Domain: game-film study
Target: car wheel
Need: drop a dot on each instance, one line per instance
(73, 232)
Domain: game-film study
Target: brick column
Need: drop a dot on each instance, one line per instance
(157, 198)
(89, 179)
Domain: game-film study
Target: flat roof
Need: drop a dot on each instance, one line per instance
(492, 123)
------------------------------
**WHAT IS BEING ASKED:**
Retype the material precisely, leaving out no line.

**RESULT FOR THIS TASK:**
Domain: game-film study
Target: car wheel
Need: drop a dot on each instance, one line per instance
(73, 232)
Domain: game-film study
Target: brick column
Need: drop a dot on each instance, one line per instance
(157, 198)
(89, 179)
Domain: game-film study
Target: flat roof
Need: drop a dot on each instance, one line per instance
(492, 123)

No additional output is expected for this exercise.